Work task → Repeat every entry exactly. Leave nothing out.

[Saved data entries]

────────

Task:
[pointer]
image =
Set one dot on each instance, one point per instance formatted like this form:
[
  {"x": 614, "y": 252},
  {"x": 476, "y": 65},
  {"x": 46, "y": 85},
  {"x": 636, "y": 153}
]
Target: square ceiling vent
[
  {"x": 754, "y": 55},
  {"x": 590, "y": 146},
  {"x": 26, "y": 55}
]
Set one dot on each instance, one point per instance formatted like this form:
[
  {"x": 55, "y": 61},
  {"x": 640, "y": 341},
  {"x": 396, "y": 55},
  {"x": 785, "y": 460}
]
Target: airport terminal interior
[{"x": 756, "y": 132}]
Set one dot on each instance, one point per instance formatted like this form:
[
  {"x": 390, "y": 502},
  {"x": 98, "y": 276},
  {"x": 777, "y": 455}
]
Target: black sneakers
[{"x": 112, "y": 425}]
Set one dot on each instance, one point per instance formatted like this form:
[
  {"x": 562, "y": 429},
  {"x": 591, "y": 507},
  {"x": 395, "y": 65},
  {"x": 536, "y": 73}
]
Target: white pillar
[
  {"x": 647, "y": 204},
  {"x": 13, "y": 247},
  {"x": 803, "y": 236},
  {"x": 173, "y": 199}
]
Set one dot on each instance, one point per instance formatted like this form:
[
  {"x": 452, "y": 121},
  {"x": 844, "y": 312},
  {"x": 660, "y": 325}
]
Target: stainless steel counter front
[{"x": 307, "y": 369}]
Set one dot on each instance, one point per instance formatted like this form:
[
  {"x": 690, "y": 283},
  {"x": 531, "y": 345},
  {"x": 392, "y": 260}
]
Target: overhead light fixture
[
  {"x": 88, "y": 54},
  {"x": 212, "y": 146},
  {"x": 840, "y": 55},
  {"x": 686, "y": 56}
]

────────

Your response →
Task:
[pointer]
image =
Set one dot on each instance, one point per instance formatted like this form:
[
  {"x": 614, "y": 252},
  {"x": 476, "y": 65},
  {"x": 46, "y": 85},
  {"x": 636, "y": 153}
]
Target: square ceiling vent
[
  {"x": 754, "y": 55},
  {"x": 590, "y": 146},
  {"x": 26, "y": 55}
]
Set one dot on each instance, one point per instance formatted like this form:
[
  {"x": 55, "y": 61},
  {"x": 640, "y": 341},
  {"x": 396, "y": 55},
  {"x": 785, "y": 460}
]
Target: airport terminal interior
[{"x": 756, "y": 132}]
Set one dot on each instance, one point per instance formatted like this form:
[
  {"x": 390, "y": 502},
  {"x": 98, "y": 276},
  {"x": 777, "y": 455}
]
Target: black sneakers
[{"x": 112, "y": 425}]
Set one dot on each instance, one point per instance formatted like this form:
[
  {"x": 562, "y": 429},
  {"x": 591, "y": 507},
  {"x": 395, "y": 65},
  {"x": 536, "y": 73}
]
Target: white pillar
[
  {"x": 647, "y": 204},
  {"x": 13, "y": 247},
  {"x": 803, "y": 236},
  {"x": 173, "y": 199}
]
Set one dot on each instance, one point per instance formatted like this form:
[
  {"x": 452, "y": 121},
  {"x": 844, "y": 312},
  {"x": 660, "y": 325}
]
Target: stainless steel counter front
[{"x": 307, "y": 369}]
Set one dot on each instance, one point per instance formatted like this form:
[
  {"x": 690, "y": 283},
  {"x": 531, "y": 345},
  {"x": 392, "y": 260}
]
Target: overhead light fixture
[
  {"x": 88, "y": 54},
  {"x": 212, "y": 146},
  {"x": 840, "y": 55},
  {"x": 686, "y": 56}
]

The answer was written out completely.